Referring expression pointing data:
◇ ◇ ◇ ◇ ◇ ◇ ◇

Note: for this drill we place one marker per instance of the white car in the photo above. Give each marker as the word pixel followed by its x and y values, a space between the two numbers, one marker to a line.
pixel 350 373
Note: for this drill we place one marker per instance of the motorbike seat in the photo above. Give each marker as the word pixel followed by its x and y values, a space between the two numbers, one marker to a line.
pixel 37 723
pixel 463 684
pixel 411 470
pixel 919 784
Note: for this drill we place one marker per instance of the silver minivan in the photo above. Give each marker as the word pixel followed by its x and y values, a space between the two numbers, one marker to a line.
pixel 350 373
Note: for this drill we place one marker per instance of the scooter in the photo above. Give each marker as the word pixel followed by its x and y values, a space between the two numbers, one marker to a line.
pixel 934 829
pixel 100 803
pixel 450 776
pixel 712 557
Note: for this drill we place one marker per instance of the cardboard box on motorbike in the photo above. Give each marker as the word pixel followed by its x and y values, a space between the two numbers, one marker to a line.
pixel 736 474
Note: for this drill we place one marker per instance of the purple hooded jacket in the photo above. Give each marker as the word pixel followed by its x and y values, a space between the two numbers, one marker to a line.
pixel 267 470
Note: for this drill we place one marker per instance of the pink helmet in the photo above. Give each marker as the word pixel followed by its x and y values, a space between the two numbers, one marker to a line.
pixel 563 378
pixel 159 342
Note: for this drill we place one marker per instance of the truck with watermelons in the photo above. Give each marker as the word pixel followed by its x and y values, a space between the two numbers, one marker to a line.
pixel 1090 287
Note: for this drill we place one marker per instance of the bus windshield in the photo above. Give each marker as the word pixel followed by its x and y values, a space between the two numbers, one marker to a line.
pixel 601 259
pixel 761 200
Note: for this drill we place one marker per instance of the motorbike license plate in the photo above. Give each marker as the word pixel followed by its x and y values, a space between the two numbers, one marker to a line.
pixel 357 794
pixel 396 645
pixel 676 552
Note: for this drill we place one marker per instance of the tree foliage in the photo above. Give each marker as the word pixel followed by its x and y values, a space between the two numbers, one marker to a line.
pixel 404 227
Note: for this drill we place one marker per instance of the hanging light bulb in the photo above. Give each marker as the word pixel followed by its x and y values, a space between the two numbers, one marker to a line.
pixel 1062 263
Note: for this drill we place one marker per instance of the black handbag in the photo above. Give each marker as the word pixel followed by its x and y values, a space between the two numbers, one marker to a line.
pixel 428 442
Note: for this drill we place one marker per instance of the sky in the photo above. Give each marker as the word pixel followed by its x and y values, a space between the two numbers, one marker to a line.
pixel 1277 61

◇ ◇ ◇ ◇ ◇ ◇ ◇

(Work to be completed): Each of the lines above should be printed again precisely as it reads.

(Result):
Note: for this drill we place one marker per instance of the white car in the photo above. Give each marker as the word pixel followed by its x and y values, a space between the two numbers, one marker to a line.
pixel 350 373
Note: for this drill we place one marker per instance of the motorbike seat in the photo above. Give each marker as the word pixel followed by its x and y values, a space between the two numbers, one marker to a line.
pixel 37 723
pixel 463 684
pixel 411 470
pixel 919 784
Note: for this drill we place one marker per instance of the silver minivan in the photo above. Give each marker as the word pixel followed by its x and y values, a space between the two numbers, one marker to a line.
pixel 350 373
Note: for this drill we place one marker per instance of the scooter in the photo above. Give each marker as the word pixel followed by its x and y values, a space between the two numbers, one marker to a line.
pixel 934 829
pixel 100 803
pixel 450 776
pixel 712 557
Note: for this drill we place one marker per instance of the cardboard box on motorbike in the photo above. Give each marker as the word pixel followed by its x and y values, a space between the two numbers, one marker to a line.
pixel 736 474
Note: for this drill we place one marker per instance of the purple hooded jacket in the photo above. Give each marker as the word pixel followed by its x and y values, a space between the two numbers, one marker to a line.
pixel 267 470
Note: for this drill we place one marker per instance of the pink helmet in the photo above. Give each marker as the word pixel followed by its x and y values, a space between the two numbers, one marker to a line.
pixel 563 378
pixel 159 342
Note: for this drill we place one marker per instance of the truck with watermelons in the photo above. Give each marker as the word pixel followed by its x and y values, a space between the two numbers, one marker to a line.
pixel 1090 287
Note: for this drill we place one marker per instance of the bus windshield in the photo above. Give each marker as the word pixel followed by its x and y values, a space between the two numbers, one marker to a line.
pixel 601 259
pixel 761 200
Note: for this drill we place one marker per instance of the motorbike license plate in the photo above. Give each marker as the word pixel followed by its x and y values, a space between the two numbers, one marker to a line.
pixel 357 794
pixel 396 645
pixel 676 552
Note: for this drill we place one marker per instance of the tree foliage in the photo above. Give each marker as the word pixel followed by its x and y values, a space between the two numbers, one marker to a line.
pixel 404 227
Note: for this drill we place one marker per instance of the hanging light bulb in the photo above. Give each marker as the word pixel followed by its x and y values, a space between the two numbers, one marker to a line.
pixel 1062 263
Note: for this drill we place one marker per instance of the black handbag in the photo above. Give each marker as the word pixel followed by its x and y values, a space between the two numbers, one marker to a line.
pixel 428 442
Note: for this drill we place one marker per instance of the sky in the photo above. Give each marker as the word pixel followed by its x and y values, a space between the two numbers, one marker to a line.
pixel 1277 61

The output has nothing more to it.